-- Record excerpts --

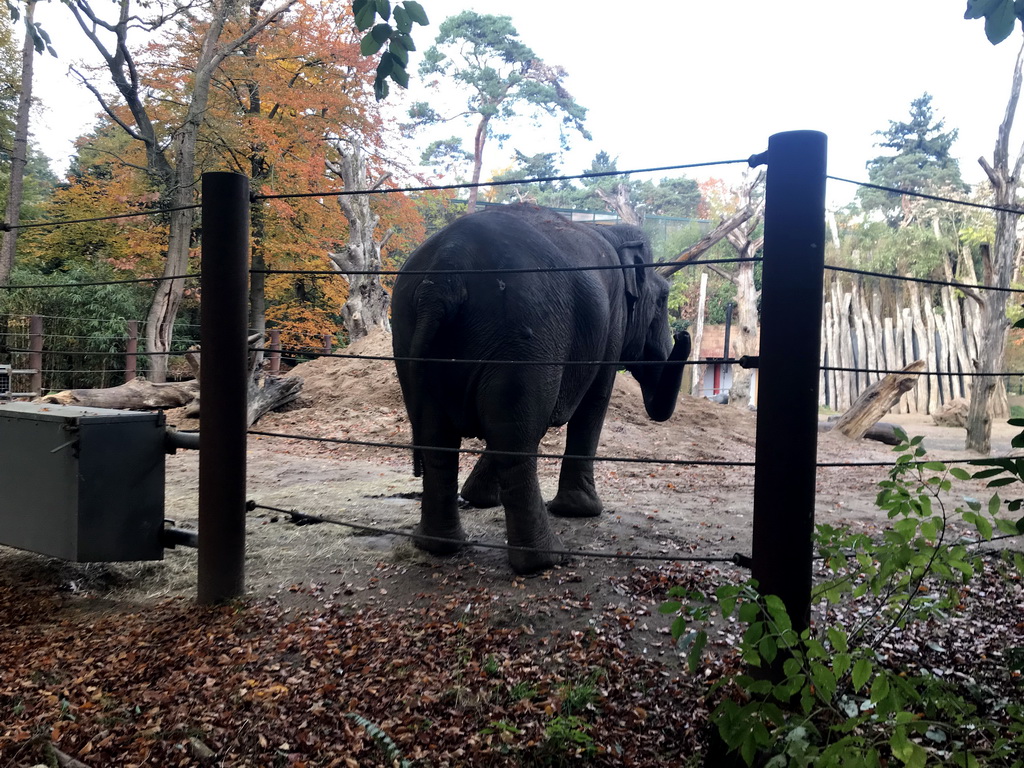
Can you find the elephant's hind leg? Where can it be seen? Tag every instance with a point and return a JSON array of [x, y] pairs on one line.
[[577, 491], [481, 488], [439, 530]]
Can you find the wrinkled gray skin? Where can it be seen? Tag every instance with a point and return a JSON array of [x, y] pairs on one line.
[[610, 314]]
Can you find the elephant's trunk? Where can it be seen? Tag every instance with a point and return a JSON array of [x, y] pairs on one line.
[[659, 384]]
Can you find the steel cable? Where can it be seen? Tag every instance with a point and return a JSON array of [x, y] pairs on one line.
[[737, 559]]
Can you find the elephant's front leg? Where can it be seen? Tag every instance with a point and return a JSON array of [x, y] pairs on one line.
[[526, 522], [439, 530], [577, 495]]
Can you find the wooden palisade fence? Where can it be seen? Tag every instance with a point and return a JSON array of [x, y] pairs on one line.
[[936, 324]]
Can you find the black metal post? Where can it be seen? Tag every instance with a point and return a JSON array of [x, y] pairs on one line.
[[785, 449], [223, 387], [131, 351]]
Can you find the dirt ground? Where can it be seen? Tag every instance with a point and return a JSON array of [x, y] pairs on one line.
[[656, 509]]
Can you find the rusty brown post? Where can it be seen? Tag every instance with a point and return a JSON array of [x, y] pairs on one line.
[[36, 353], [274, 335]]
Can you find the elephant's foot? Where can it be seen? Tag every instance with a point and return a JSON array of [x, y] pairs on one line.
[[574, 504], [480, 492], [439, 542], [525, 561]]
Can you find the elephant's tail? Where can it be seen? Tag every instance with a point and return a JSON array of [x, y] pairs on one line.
[[437, 299]]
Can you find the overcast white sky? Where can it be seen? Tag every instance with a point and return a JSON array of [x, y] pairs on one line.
[[670, 82]]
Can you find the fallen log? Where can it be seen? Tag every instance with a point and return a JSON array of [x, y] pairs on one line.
[[266, 394], [137, 394], [881, 431], [877, 400]]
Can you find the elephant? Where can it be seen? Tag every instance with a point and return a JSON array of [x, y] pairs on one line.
[[480, 290]]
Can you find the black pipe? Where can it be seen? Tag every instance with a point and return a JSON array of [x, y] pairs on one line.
[[785, 446], [223, 387]]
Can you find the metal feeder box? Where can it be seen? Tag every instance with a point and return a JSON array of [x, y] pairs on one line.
[[82, 483]]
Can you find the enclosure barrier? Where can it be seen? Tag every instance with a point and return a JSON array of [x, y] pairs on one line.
[[785, 444]]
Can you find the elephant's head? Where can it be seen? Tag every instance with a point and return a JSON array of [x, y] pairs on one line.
[[646, 337]]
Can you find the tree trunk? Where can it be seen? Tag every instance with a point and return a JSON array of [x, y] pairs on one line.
[[988, 399], [620, 205], [694, 252], [478, 140], [19, 156], [367, 307]]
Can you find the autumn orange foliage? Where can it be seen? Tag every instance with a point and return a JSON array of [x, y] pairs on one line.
[[276, 115]]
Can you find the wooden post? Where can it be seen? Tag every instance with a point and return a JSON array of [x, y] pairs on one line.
[[131, 351], [785, 449], [36, 353], [698, 371], [274, 335], [223, 387]]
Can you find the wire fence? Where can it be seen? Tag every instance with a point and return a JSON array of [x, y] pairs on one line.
[[66, 343]]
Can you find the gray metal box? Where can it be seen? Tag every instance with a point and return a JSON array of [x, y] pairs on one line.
[[82, 483]]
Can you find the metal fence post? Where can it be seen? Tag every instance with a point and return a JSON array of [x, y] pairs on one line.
[[785, 448], [36, 353], [131, 351], [223, 387]]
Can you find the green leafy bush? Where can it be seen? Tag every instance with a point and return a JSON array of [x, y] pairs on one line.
[[829, 696]]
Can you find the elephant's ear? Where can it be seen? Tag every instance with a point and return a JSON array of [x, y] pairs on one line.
[[631, 255]]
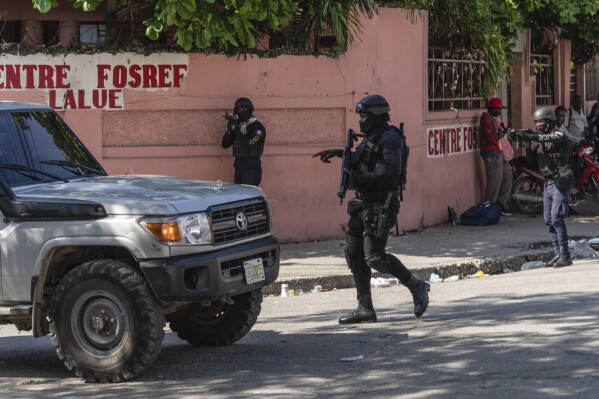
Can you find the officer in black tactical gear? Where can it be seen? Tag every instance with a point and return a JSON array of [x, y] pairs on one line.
[[552, 154], [247, 137], [375, 175]]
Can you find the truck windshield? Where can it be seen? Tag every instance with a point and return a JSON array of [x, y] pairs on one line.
[[41, 143]]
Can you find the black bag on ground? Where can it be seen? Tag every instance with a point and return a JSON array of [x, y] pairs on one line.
[[483, 214]]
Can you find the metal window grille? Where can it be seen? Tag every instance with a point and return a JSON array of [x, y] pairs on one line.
[[591, 74], [455, 79], [92, 34], [541, 66]]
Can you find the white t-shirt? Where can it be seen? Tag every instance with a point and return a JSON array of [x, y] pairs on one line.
[[576, 122]]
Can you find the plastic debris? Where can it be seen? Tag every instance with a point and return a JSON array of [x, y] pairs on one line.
[[316, 289], [537, 264], [352, 359], [379, 282]]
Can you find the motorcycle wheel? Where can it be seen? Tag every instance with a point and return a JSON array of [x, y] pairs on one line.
[[528, 186]]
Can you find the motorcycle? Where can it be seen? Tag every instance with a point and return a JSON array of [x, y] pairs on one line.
[[527, 189]]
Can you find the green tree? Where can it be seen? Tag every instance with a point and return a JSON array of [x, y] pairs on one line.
[[488, 26]]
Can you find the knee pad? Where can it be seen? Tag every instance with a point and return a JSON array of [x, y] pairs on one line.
[[378, 263], [354, 253]]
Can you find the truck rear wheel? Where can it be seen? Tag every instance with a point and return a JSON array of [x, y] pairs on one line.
[[105, 323], [219, 324]]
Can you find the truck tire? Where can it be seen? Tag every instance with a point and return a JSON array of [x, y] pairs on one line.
[[219, 324], [105, 323]]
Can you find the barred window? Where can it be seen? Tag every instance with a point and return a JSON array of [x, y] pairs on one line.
[[591, 74], [541, 66], [92, 34], [455, 79]]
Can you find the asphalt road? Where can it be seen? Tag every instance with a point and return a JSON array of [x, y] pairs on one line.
[[531, 334]]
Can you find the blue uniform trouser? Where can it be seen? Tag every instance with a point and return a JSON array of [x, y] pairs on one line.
[[555, 210]]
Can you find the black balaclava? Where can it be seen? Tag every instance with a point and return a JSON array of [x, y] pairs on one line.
[[372, 122]]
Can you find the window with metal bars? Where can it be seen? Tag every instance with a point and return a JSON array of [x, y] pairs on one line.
[[541, 66], [591, 74], [455, 79]]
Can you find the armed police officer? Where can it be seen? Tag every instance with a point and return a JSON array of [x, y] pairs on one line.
[[247, 135], [375, 173], [552, 154]]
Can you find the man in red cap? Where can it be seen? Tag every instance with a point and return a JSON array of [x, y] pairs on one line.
[[498, 172]]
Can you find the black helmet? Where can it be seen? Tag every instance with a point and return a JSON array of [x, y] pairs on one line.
[[374, 112], [246, 114], [375, 105], [547, 115], [243, 102]]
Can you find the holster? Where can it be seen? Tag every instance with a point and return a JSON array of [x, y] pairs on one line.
[[382, 223]]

-- How to complete this task --
Output the listing exactly, without images.

-- Response area --
Can you find the elephant's hind leg? Where can it be seen? Tag every instance with a point and return a JSON array of [x, y] pairs on one line.
[[577, 491], [481, 488], [439, 530]]
Can you find the wrinkled gray skin? Where can it be seen? Tag every instance with a point and return a JSON array of [x, y] pairs on one line.
[[610, 314]]
Can you find the elephant's trunk? Where can it be seen? Tag every instance with a point and return a JSON array of [x, y] pairs on one line.
[[659, 384]]
Can you find the steel cable? Where can it be seen? Tag every instance with a point and return a JSON array of [x, y] pairs on one line.
[[737, 559]]
Can you find the elephant's front leg? Where can it be seen? Tag every instance with a point and return a JSON array of [x, y] pairs on one line.
[[526, 522], [439, 530], [577, 495]]
Can you find the wooden palisade fence? Where can it be seen? Tag every instance with a point and return a JSON array of [x, y] pairs on one line.
[[936, 324]]
Can you find the black metal post? Where can it be seen? Tag every instance with a point and return a JSON array of [x, y] pairs on one line.
[[785, 449], [223, 387], [131, 351]]
Can you find the dirt ground? Where can it be seen? Tag every instance with a point and return a JSON array of [x, y] pairs on one line.
[[656, 509]]
Can you find the rusty brown post? Where can it be seen? Tag every instance with a point and return a JSON array of [x, y] pairs on one line.
[[36, 353], [274, 335]]
Can you find the elephant's foot? Where can it be seen? Tag every instance with a point and return a JSON array of [x, y] pairs on one line.
[[574, 504], [480, 492], [439, 542], [525, 561]]
Can you find the elephant's tail? Where can it be seen? Tag every instance with a point and return a JSON array of [x, y] pairs on one line.
[[437, 299]]
Can you find the overcast white sky? Where can it be seen? Tag every instance with a point and return a JSON array of [x, y] pairs on one line.
[[670, 82]]
Can you find the fallen log? Where can it be seen? Tag every instance with a point and return a JSON array of [x, y] pairs on one line.
[[266, 394], [137, 394], [881, 431], [877, 400]]
Can you find the elephant? Where can it be seen? Tag every instance with a point and return a JSON array of [x, y] pairs on one line.
[[480, 290]]
Can you find the black pipe? Where can it be seen? Tag every instance with a point and return a JSON array of [x, y] pairs on one line.
[[785, 446], [223, 387]]
Can you find the metal feeder box? Where can it be seen? Tag every instance with a point and return a JSON array of [x, y] pairs on one line.
[[82, 483]]
Can you find the enclosure barrier? Where can it be seen? Tag every instance with a point and return a JSON array of [x, y] pairs on one line.
[[785, 444]]
Can you find the elephant's head? Where can it be seen? Tag every instance with a point and return a JSON array of [x, y] pairs on one line.
[[646, 337]]
Can you find the tree trunk? Where can it be seen? Tag every instance with a point and return a JSON array of [x, y] pairs on one line.
[[988, 399], [620, 205], [694, 252], [478, 140], [19, 156], [367, 307]]
Can you find the autumn orange foliage? Where can it be seen? Tag every instance with a point and return a JSON array of [x, y] pairs on one line.
[[276, 115]]
Can you find the wooden post? Where can it be seen? Tag every instance with a point and return a JSON array of [x, y] pairs on one line.
[[131, 351], [785, 449], [36, 353], [698, 371], [274, 335], [223, 387]]
Can you find the wire fence? Where can it be seen? Tag every instance with a point and return a JSON array of [x, y] pairs on one line.
[[66, 343]]
Can you find the gray metal box? Where can it be seen? Tag every instance with a point and return a JSON array of [x, y] pairs on one line.
[[82, 483]]
Can you find the metal fence post? Where can it be seen? Tag every instance with a point and return a JSON array of [x, y] pairs on one line.
[[785, 448], [36, 353], [131, 351], [223, 387]]
Can you find the green leafy bush? Where can it be seen? Tag every instance with a point and return a JSON array of [x, y] pairs on one line.
[[829, 696]]
Can you find the elephant's ear? Where can it be seen? Tag every instance with a point and return a JSON array of [x, y] pairs on one line.
[[631, 255]]
Can you find the officer in black tactical gear? Where can it be seen? Tag every instance with a point and return a JSON array of [x, y] pairs on one line.
[[552, 154], [247, 137], [375, 175]]
Can you find the truck windshield? Where can it be seen? Tag every instance with a point and return a JSON array of [x, y] pairs on one line.
[[41, 143]]
Can you find the black bag on ground? Where can it be seen? Tag every instance with a point and return a JSON array of [x, y] pairs on one line.
[[483, 214]]
Can you find the metal window grille? Where can it be seen? Tag every instance with a point and return a JSON array of [x, y] pairs on one line.
[[591, 74], [455, 79], [92, 34], [541, 66]]
Can you find the white t-shirt? Where can it be seen? Tag every instance with a point and return a JSON array of [x, y] pairs on one line.
[[576, 122]]
Can you find the plastic debris? Where can it be seen? Tag every instance with a point and return a JSON array of [x, y] pairs on one line.
[[316, 289], [537, 264], [352, 359], [379, 282]]
Can you find the motorcycle wheel? Where can it be seen? Tag every instance with a point and return a JSON array of [x, y] pairs on one line.
[[528, 186]]
Can you find the motorcycle? Where can it be seen? Tag every instance with a point and return a JSON array of [x, y] pairs on one line.
[[527, 189]]
Can you find the green tree? Where can it be seen? Tag every instance with a point and return a JSON array of [x, y] pairs on one line.
[[488, 26]]
Can you find the knee pad? Where can it be seen? Tag every instance with a point and return a JSON array of [x, y] pairs on one line.
[[378, 263], [354, 253]]
Can you find the truck rear wheel? Where can it be seen? Tag every instance with a point and return a JSON array of [x, y] pairs on one line.
[[105, 323], [219, 324]]
Can you find the truck tire? Where can it be seen? Tag every instance with a point and return a JSON array of [x, y] pairs on one line.
[[219, 324], [105, 323]]
Can you find the barred window? Where can it be seen? Tag every instance with a point and return a JSON array of [x, y] pairs on one line.
[[591, 74], [541, 66], [92, 34], [455, 79]]
Can you find the asphalt road? Where can it be seen? Tag every instance with a point and return a JSON array of [x, y] pairs on one line.
[[531, 334]]
Can you find the blue uniform trouser? Where can it be seen? Tag every instance with a point and return a JSON array of [x, y] pairs on one line.
[[555, 210]]
Can you find the black balaclava? Where can it be seen? Tag every instance with a point and return a JSON array of [x, y] pairs on one line.
[[372, 122]]
Can you find the window with metal bars? Where can it be seen? Tag every instance with a point and return a JSON array of [x, y] pairs on one line.
[[541, 66], [591, 74], [455, 79]]
Can you find the armed police officer? Where can it be seen? Tag every instance with a point and return a JSON array of [x, y] pairs on one line.
[[247, 135], [375, 173], [552, 154]]
Can you find the man in red cap? Where can it be seen? Tag every instance with a point and return a JSON array of [x, y] pairs on one line.
[[498, 172]]
Can you find the black helmet? Where can it be seen? Tag every instance with a point and return a JSON array of [x, y] pairs on one line.
[[374, 112], [246, 114], [375, 105], [547, 115], [243, 102]]
Can you find the holster? Where can it be seen? Tag every instance with a point and return a JSON array of [x, y] pairs on one line.
[[382, 223]]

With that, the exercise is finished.